■ ARTICOLO ■
━━━━━━━━━━━━━━━━━━━━
In questo articolo successivo della testata di cui abbiamo appena riportato la notizia qui sopra, c'è addirittura una sorta di giustificazione morale di quanto è successo con la bugia razzista e il pogrom seguente.
"Ho mentito sullo stupro per paura per me la verginità è un valore"
Dopo il violento raid contro il campo Rom Raid anti rom, parla la sedicenne di Torino."Ma io non sono razzista"
(cronaca locale online di una testata nazionale, 14 dicembre 2011)
TORINO - C´è un paese alla periferia di Torino dove il tempo si è fermato, e dove è ancora una brutta cosa avere rapporti sessuali prima del matrimonio. Un paese dove una ragazza di 16 anni, una normalissima ragazza esile con le meche bionde e il maglione alla moda, che ha studiato fino a pochi mesi fa e ora vorrebbe un posto da barista, ha paura di dare alla mamma un dolore troppo grande se ammette di non essere più vergine e di averlo voluto lei. E per non farlo, si inventa di essere stata violentata e dice "la prima cosa che le è venuta in mente", descrivendo gli aggressori come due rom. Due giorni dopo si pente, cede alle domande dei carabinieri che hanno già capito tutto, racconta la verità: «Ero col mio ragazzo, era la prima volta». Ma è troppo tardi, perché da quel paese – che è in realtà un quartiere popolare di case tutte uguali costruite negli anni del boom – è già partita la spedizione punitiva, e le baracche dei rom vanno a fuoco. Per capire come è potuto succedere bisogna andare in quelle strade col nome dei fiori, dove ogni dieci metri qualcuno ti ferma, ti chiede chi sei e che cosa vuoi, dove le persone si chiamano dai balconi e si conoscono tutte. A casa di Sandra, che giovedì 8 dicembre si è inventata lo stupro, sabato ha confessato e domenica si è scusata: con i rom, con la madre, il padre, i quattro fratelli e l´intero quartiere. «Mi sono scusata con una lettera e su Facebook – conferma – ma non è vero che mi vergogno, potete scriverlo per favore?». Possiamo scriverlo. Ma il fatto resta.
Perché raccontare una bugia così grossa? Non hai pensato alle conseguenze?
━━━━━━━━━━━━━━━━━━━━
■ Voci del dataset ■
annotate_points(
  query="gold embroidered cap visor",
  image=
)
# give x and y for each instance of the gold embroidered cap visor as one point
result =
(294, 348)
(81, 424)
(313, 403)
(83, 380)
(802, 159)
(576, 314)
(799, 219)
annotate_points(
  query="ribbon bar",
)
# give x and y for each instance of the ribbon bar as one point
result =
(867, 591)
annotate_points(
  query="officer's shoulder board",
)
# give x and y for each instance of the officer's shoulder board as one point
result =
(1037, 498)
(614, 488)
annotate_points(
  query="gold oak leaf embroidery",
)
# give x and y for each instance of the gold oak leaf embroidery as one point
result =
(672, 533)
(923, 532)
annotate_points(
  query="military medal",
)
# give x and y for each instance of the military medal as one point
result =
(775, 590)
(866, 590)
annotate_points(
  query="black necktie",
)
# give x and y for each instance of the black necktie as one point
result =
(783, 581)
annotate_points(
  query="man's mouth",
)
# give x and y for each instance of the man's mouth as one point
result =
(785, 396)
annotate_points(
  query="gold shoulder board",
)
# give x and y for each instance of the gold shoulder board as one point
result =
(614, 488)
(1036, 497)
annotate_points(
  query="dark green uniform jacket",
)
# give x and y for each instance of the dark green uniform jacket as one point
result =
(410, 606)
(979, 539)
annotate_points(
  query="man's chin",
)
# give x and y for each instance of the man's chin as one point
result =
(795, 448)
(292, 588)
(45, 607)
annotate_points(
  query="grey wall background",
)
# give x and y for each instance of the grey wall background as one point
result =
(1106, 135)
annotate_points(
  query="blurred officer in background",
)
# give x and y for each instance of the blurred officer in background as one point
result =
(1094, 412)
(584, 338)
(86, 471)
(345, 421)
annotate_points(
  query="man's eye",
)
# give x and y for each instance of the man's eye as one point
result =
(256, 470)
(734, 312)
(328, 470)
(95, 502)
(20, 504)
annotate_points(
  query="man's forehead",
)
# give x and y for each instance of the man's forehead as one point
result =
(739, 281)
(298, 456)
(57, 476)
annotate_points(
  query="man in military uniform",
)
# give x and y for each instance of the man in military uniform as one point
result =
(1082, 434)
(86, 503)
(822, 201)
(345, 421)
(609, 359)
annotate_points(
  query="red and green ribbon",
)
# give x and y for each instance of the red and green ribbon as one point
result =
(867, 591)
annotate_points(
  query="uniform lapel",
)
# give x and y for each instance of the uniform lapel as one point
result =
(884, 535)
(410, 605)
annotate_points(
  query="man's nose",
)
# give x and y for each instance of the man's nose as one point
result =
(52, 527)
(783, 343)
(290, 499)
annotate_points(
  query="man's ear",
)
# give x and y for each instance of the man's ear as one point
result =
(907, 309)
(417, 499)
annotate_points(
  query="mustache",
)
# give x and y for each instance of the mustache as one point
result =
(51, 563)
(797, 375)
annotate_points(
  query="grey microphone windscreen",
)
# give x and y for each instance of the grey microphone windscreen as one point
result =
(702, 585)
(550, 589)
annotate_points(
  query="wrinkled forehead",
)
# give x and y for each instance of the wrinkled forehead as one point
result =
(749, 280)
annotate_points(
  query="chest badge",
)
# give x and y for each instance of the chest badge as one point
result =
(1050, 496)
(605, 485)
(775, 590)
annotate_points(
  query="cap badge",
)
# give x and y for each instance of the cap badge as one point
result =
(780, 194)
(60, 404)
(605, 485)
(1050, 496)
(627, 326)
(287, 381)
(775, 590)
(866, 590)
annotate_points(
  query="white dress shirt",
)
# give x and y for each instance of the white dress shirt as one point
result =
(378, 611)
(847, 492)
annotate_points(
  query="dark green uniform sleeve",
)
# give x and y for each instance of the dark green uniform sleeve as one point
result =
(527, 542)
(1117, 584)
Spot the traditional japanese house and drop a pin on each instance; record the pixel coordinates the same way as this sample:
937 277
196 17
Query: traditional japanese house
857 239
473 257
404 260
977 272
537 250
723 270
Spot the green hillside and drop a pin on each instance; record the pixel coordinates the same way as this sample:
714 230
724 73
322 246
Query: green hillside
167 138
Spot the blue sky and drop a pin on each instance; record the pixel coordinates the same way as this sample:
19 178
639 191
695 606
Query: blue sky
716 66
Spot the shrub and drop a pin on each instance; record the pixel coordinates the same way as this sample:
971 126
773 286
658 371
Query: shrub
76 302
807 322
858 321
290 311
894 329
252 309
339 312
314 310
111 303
━━━━━━━━━━━━━━━━━━━━
Trascriva fedelmente dall'articolo il passo che va da "In questo articolo" fino a "il pogrom seguente." compreso. Le voci riportate non hanno alcun legame con l'articolo.

■ RISULTATO ■
In questo articolo successivo della testata di cui abbiamo appena riportato la notizia qui sopra, c'è addirittura una sorta di giustificazione morale di quanto è successo con la bugia razzista e il pogrom seguente.